__Exercise task__.
Write out the whole of the material exactly.

## START Given information

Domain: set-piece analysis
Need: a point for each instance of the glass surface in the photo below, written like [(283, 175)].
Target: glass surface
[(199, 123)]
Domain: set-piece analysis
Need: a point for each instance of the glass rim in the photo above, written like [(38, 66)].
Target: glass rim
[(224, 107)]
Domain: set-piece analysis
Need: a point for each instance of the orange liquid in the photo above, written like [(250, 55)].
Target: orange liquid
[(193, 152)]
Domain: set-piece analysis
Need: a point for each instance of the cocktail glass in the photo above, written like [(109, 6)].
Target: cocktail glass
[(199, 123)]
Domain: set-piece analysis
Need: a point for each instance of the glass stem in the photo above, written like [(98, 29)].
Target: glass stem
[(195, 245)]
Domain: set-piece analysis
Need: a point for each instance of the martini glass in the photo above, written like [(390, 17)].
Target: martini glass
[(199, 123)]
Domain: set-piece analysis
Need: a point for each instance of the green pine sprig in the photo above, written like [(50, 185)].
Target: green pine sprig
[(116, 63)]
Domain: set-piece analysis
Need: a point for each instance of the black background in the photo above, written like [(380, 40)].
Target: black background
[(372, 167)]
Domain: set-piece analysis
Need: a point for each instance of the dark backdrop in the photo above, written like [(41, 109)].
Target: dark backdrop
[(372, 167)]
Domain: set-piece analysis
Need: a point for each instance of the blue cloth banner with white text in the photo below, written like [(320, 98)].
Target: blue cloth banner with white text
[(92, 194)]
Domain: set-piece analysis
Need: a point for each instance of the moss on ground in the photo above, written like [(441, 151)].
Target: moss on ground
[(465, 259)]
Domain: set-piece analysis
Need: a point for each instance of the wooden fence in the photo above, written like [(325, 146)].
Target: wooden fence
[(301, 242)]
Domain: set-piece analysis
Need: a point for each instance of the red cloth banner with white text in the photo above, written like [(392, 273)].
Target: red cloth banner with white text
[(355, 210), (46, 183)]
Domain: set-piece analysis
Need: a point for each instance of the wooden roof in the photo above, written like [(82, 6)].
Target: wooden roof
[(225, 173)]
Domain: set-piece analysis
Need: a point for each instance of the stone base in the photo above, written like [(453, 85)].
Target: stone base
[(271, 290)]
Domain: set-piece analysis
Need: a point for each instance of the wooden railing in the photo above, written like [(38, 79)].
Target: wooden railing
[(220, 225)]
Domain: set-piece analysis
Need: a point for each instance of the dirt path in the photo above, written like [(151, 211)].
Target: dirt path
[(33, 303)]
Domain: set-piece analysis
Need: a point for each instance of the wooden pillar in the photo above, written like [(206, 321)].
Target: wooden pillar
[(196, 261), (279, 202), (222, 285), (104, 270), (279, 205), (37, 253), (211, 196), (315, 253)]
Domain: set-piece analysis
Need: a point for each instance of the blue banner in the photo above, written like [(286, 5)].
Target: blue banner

## END Given information

__Right answer__.
Domain: set-piece analysis
Need: a point for each instance of the glass surface in the photo below, written like [(283, 175)].
Target: glass surface
[(199, 123)]
Domain: set-piece analysis
Need: a point for each instance of the glass rim in the photo above, written like [(38, 66)].
Target: glass rim
[(224, 107)]
Domain: set-piece analysis
Need: a point for each instance of the orange liquid in the photo above, written like [(250, 55)].
Target: orange liquid
[(193, 152)]
Domain: set-piece analysis
Need: a point for each instance of the cocktail glass in the photo above, written like [(109, 6)].
Target: cocktail glass
[(199, 123)]
Domain: set-piece analysis
Need: a point for each instance of the glass stem in the photo above, written like [(98, 29)].
Target: glass stem
[(195, 245)]
Domain: set-piece analysis
Need: a point for each instance of the martini glass in the photo above, written like [(390, 17)].
Target: martini glass
[(199, 123)]
Domain: set-piece analysis
Need: a point for each instance of the green pine sprig in the photo above, written like [(50, 185)].
Target: green pine sprig
[(116, 63)]
Domain: set-piece analysis
Need: a point for each instance of the black background in the photo above, written like [(380, 40)].
Target: black background
[(372, 167)]
Domain: set-piece analysis
Need: a point for each instance of the dark backdrop in the photo above, written like [(41, 109)].
Target: dark backdrop
[(372, 167)]
Domain: set-piece analysis
Need: a point for each instance of the blue cloth banner with white text in the photo below, written like [(320, 98)].
Target: blue cloth banner with white text
[(92, 194)]
Domain: set-piece analysis
Need: a point for each instance of the moss on ground in the photo above, written like [(441, 151)].
Target: moss on ground
[(465, 259)]
Domain: set-piece analysis
Need: a point for each instance of the wooden fence in the photo above, written like [(325, 146)].
Target: wooden fence
[(301, 242)]
Domain: set-piece analysis
Need: a point for each instance of the red cloth banner with white text in the photo above, written like [(392, 273)].
Target: red cloth banner with white text
[(355, 210), (46, 183)]
Domain: set-piece analysis
Need: a point for each instance of the wooden roof in the photo above, written like [(82, 6)].
Target: wooden roof
[(225, 173)]
Domain: set-piece analysis
Need: a point for each instance of the stone base in the photo above, written like [(453, 85)].
Target: stone base
[(271, 290)]
Domain: set-piece analysis
Need: a point for each instance of the wooden railing in the photo above, written like [(38, 79)].
Target: wooden railing
[(220, 225)]
Domain: set-piece analysis
Need: a point for each instance of the dirt path in the photo above, written like [(151, 211)].
Target: dirt path
[(33, 303)]
Domain: set-piece analysis
Need: a point for each instance of the wooden pillar in the photo above, written like [(206, 321)].
Target: wooden pillar
[(196, 261), (279, 202), (222, 285), (104, 270), (279, 205), (37, 253), (211, 196), (315, 253)]
Domain: set-piece analysis
Need: a point for each instance of the blue banner in the photo above, written like [(286, 5)].
Target: blue banner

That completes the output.